*ENTRIES PROVIDED:*

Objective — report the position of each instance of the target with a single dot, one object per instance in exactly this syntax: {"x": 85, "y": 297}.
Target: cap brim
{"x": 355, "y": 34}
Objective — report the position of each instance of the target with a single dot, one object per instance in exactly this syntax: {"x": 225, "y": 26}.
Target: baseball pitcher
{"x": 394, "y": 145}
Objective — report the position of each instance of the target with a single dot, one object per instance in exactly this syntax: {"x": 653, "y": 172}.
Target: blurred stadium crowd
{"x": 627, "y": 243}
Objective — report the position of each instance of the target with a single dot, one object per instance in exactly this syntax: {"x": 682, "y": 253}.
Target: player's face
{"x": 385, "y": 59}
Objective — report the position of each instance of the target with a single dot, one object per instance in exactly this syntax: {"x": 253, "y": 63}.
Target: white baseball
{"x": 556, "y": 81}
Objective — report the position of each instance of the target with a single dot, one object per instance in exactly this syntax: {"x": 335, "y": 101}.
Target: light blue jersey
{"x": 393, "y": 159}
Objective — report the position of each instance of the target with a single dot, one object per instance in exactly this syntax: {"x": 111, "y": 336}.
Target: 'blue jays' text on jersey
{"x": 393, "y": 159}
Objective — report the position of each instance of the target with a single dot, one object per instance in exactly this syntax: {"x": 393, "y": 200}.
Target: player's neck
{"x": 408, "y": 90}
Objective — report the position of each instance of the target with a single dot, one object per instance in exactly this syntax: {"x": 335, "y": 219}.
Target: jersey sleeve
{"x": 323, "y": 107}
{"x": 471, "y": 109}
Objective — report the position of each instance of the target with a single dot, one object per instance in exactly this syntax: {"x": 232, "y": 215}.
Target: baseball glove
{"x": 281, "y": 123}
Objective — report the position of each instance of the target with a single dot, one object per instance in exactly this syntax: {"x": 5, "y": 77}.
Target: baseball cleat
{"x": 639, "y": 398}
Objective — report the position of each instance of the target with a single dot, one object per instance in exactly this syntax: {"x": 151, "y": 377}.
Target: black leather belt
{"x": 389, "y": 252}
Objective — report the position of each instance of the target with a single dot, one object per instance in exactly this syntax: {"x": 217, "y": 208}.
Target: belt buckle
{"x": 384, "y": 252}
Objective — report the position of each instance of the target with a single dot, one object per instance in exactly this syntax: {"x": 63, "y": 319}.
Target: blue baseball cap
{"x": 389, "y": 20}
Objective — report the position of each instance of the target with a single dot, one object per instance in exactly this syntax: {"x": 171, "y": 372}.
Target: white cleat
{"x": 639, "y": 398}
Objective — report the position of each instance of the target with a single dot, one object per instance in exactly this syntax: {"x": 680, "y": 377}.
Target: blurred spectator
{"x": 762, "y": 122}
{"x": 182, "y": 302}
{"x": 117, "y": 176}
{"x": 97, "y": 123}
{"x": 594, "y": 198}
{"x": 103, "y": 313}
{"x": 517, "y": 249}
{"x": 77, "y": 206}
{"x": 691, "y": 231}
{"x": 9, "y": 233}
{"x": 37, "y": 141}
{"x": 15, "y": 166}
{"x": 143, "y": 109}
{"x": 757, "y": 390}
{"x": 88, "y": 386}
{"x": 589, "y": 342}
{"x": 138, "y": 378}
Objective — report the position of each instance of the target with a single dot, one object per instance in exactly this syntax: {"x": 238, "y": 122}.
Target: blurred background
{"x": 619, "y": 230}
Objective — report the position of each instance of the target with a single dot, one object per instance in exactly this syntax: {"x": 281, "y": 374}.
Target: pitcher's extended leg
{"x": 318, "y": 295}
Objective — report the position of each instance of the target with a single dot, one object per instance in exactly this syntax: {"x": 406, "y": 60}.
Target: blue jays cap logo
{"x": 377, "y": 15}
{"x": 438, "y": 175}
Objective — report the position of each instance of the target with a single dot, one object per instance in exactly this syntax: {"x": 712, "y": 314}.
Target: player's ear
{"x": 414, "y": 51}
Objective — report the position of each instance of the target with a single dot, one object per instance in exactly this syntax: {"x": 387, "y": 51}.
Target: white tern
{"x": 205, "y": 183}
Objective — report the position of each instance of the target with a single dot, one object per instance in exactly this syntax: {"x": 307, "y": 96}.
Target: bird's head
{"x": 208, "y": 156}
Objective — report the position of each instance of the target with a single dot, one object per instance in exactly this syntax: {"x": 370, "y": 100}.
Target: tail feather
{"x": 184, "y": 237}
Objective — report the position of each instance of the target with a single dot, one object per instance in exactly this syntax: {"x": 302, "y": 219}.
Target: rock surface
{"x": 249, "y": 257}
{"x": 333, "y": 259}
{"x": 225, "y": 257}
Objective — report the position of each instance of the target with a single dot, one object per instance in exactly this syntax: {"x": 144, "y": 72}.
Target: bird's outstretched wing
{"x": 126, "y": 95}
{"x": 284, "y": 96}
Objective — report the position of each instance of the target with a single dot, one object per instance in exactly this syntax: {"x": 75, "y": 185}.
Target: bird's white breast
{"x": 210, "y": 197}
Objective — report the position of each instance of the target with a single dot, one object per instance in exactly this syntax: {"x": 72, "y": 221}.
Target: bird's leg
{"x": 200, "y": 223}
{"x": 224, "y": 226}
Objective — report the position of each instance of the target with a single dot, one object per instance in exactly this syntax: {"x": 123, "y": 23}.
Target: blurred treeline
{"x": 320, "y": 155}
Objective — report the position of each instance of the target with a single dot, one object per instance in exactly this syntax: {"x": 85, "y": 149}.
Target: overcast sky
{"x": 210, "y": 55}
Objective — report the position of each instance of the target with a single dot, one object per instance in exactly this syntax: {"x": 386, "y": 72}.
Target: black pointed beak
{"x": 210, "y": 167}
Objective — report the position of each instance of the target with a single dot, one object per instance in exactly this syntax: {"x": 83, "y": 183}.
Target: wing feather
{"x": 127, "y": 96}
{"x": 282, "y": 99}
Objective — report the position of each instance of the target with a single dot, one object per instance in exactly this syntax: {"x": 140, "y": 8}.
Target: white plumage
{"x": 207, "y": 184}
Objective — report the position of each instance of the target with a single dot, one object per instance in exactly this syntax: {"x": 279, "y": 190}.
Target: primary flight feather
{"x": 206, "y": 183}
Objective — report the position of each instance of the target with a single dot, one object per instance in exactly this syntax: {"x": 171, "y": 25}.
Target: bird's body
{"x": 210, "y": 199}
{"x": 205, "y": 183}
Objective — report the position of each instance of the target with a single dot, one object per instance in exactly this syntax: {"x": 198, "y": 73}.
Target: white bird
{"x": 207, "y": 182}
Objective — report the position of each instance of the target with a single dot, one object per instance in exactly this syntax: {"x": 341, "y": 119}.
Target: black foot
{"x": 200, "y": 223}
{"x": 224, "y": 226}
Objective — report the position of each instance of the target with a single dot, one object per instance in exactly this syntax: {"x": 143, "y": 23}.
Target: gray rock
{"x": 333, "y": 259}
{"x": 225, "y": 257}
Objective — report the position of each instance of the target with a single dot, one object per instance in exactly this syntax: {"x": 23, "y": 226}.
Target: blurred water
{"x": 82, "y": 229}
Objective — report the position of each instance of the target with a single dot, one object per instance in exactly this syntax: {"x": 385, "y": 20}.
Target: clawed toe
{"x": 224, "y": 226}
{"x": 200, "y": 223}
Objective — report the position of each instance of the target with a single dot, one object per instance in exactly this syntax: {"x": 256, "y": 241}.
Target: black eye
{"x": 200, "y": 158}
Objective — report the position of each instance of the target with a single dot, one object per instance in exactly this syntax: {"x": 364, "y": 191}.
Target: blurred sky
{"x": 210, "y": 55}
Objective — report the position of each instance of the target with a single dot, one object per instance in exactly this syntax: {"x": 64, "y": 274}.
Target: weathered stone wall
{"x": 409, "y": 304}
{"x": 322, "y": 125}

*TASK STATEMENT:* Return the whole of the data, character for character.

*OUTPUT FOR THIS EXERCISE:*
Objective — report the position of each instance of the target with a single dot, one object per instance in exactly this syntax: {"x": 85, "y": 297}.
Target: cap brim
{"x": 355, "y": 34}
Objective — report the position of each instance of the target with a single dot, one object per instance in exactly this syntax: {"x": 225, "y": 26}.
Target: baseball pitcher
{"x": 394, "y": 145}
Objective — report the position of each instance of the target with a single dot, one object per instance in exactly this syntax: {"x": 653, "y": 172}.
Target: blurred stadium crowd
{"x": 627, "y": 243}
Objective — report the position of each instance of the target with a single dot, one object per instance in exactly this syntax: {"x": 682, "y": 253}.
Target: player's face
{"x": 385, "y": 59}
Objective — report the position of each instance of the target with a single dot, one object per instance in exactly this syntax: {"x": 253, "y": 63}.
Target: white baseball
{"x": 556, "y": 81}
Objective — report the position of each instance of the target with a single dot, one object per instance in exactly this syntax: {"x": 335, "y": 101}.
Target: light blue jersey
{"x": 393, "y": 159}
Objective — report the position of each instance of the target with a single dot, one object per instance in exactly this syntax: {"x": 111, "y": 336}.
Target: 'blue jays' text on jersey
{"x": 393, "y": 159}
Objective — report the position of each instance of the target with a single dot, one object per instance in exactly this syntax: {"x": 393, "y": 200}.
Target: player's neck
{"x": 408, "y": 90}
Objective — report the position of each instance of the target with a single dot, one object per instance in exactly this syntax: {"x": 335, "y": 219}.
Target: jersey sleeve
{"x": 323, "y": 107}
{"x": 471, "y": 109}
Objective — report the position of each instance of the target with a single dot, one object per instance in exactly this syntax: {"x": 232, "y": 215}.
Target: baseball glove
{"x": 281, "y": 123}
Objective — report the position of each instance of the target with a single dot, one object per instance in exactly this syntax: {"x": 5, "y": 77}.
Target: baseball cleat
{"x": 639, "y": 398}
Objective — report the position of each instance of the target with a single dot, one object per instance in exactly this syntax: {"x": 151, "y": 377}.
Target: black leather belt
{"x": 389, "y": 252}
Objective — report the position of each instance of the target with a single dot, one object per instance in exactly this syntax: {"x": 217, "y": 208}.
Target: belt buckle
{"x": 384, "y": 252}
Objective — report the position of each instance of the target with a single dot, one object per instance in exactly this syntax: {"x": 63, "y": 319}.
Target: blue baseball cap
{"x": 389, "y": 20}
Objective — report the position of each instance of the target with a single dot, one object per instance in exactly this syntax: {"x": 171, "y": 372}.
Target: white cleat
{"x": 639, "y": 398}
Objective — report the position of each instance of the target with a single dot, one object per instance in exactly this syntax: {"x": 680, "y": 377}.
Target: blurred spectator
{"x": 762, "y": 122}
{"x": 182, "y": 302}
{"x": 117, "y": 176}
{"x": 97, "y": 123}
{"x": 594, "y": 198}
{"x": 103, "y": 313}
{"x": 517, "y": 249}
{"x": 77, "y": 206}
{"x": 691, "y": 231}
{"x": 9, "y": 233}
{"x": 37, "y": 141}
{"x": 15, "y": 166}
{"x": 143, "y": 109}
{"x": 757, "y": 390}
{"x": 88, "y": 386}
{"x": 589, "y": 342}
{"x": 138, "y": 378}
Objective — report the position of each instance of the target with a single dot, one object per instance in exactly this syntax: {"x": 238, "y": 122}.
Target: blurred background
{"x": 619, "y": 230}
Objective — report the position of each instance of the target with a single dot, one object per instance in exactly this syntax: {"x": 281, "y": 374}.
Target: pitcher's extended leg
{"x": 318, "y": 295}
Objective — report the position of each instance of the target with a single dot, one object per instance in exactly this syntax: {"x": 406, "y": 60}.
Target: blue jays cap logo
{"x": 377, "y": 15}
{"x": 438, "y": 175}
Objective — report the position of each instance of the target with a single dot, one object per instance in exactly this syntax: {"x": 712, "y": 314}.
Target: player's ear
{"x": 414, "y": 51}
Objective — report the position of each instance of the target with a single dot, one object per instance in exactly this syntax: {"x": 387, "y": 51}.
Target: white tern
{"x": 205, "y": 183}
Objective — report the position of each instance of the target with a single dot, one object per instance in exactly this syntax: {"x": 307, "y": 96}.
Target: bird's head
{"x": 208, "y": 156}
Objective — report the position of each instance of the target with a single dot, one object per instance in exactly this syntax: {"x": 370, "y": 100}.
Target: tail feather
{"x": 184, "y": 237}
Objective — report the position of each instance of the target with a single dot, one object per instance in exactly this syntax: {"x": 302, "y": 219}.
Target: rock surface
{"x": 249, "y": 257}
{"x": 333, "y": 259}
{"x": 225, "y": 257}
Objective — report the position of each instance of the target with a single dot, one object per instance in exactly this syntax: {"x": 144, "y": 72}.
Target: bird's outstretched wing
{"x": 126, "y": 95}
{"x": 284, "y": 96}
Objective — report the position of each instance of the target with a single dot, one object per instance in exactly this syntax: {"x": 75, "y": 185}.
Target: bird's white breast
{"x": 210, "y": 197}
Objective — report the position of each instance of the target with a single dot, one object per instance in exactly this syntax: {"x": 72, "y": 221}.
Target: bird's leg
{"x": 200, "y": 223}
{"x": 224, "y": 226}
Objective — report the position of each instance of the target with a single dot, one object per instance in exactly this syntax: {"x": 123, "y": 23}.
Target: blurred treeline
{"x": 320, "y": 155}
Objective — report the position of each instance of the target with a single dot, one object per instance in exactly this syntax: {"x": 85, "y": 149}.
Target: overcast sky
{"x": 210, "y": 55}
Objective — report the position of each instance of the target with a single dot, one object per instance in exactly this syntax: {"x": 386, "y": 72}.
Target: black pointed beak
{"x": 210, "y": 167}
Objective — report the position of each instance of the target with a single dot, one object per instance in exactly this syntax: {"x": 83, "y": 183}.
Target: wing feather
{"x": 127, "y": 96}
{"x": 282, "y": 99}
Objective — report the position of each instance of the target with a single dot, one object per instance in exactly this syntax: {"x": 140, "y": 8}.
Target: white plumage
{"x": 207, "y": 184}
Objective — report the position of each instance of the target with a single dot, one object per instance in exactly this syntax: {"x": 279, "y": 190}.
Target: primary flight feather
{"x": 206, "y": 183}
Objective — report the position of each instance of the target with a single dot, one object per instance in exactly this syntax: {"x": 171, "y": 25}.
Target: bird's body
{"x": 210, "y": 199}
{"x": 205, "y": 183}
Objective — report the position of each instance of the target with a single dot, one object per instance in exactly this syntax: {"x": 198, "y": 73}.
Target: white bird
{"x": 207, "y": 182}
Objective — report the position of each instance of the target with a single dot, one object per instance in exactly this syntax: {"x": 341, "y": 119}.
Target: black foot
{"x": 200, "y": 223}
{"x": 224, "y": 226}
Objective — report the position of each instance of the target with a single dot, one object per instance in exactly this syntax: {"x": 143, "y": 23}.
Target: gray rock
{"x": 333, "y": 259}
{"x": 225, "y": 257}
Objective — report the position of each instance of the target with a single dot, one object per instance in exactly this syntax: {"x": 23, "y": 226}.
Target: blurred water
{"x": 82, "y": 229}
Objective — report the position of each instance of the target with a single dot, one object per instance in exactly this syntax: {"x": 385, "y": 20}.
Target: clawed toe
{"x": 224, "y": 226}
{"x": 200, "y": 223}
Objective — report the position of each instance of the target with a single dot, one object per instance in exactly this syntax: {"x": 256, "y": 241}.
Target: black eye
{"x": 200, "y": 158}
Objective — report the position of each instance of the target with a single dot, one object per instance in exactly this syntax: {"x": 364, "y": 191}.
Target: blurred sky
{"x": 210, "y": 55}
Objective — report the position of each instance of the target with a single dot, one object per instance in exactly this syntax: {"x": 64, "y": 274}.
Target: weathered stone wall
{"x": 409, "y": 304}
{"x": 322, "y": 125}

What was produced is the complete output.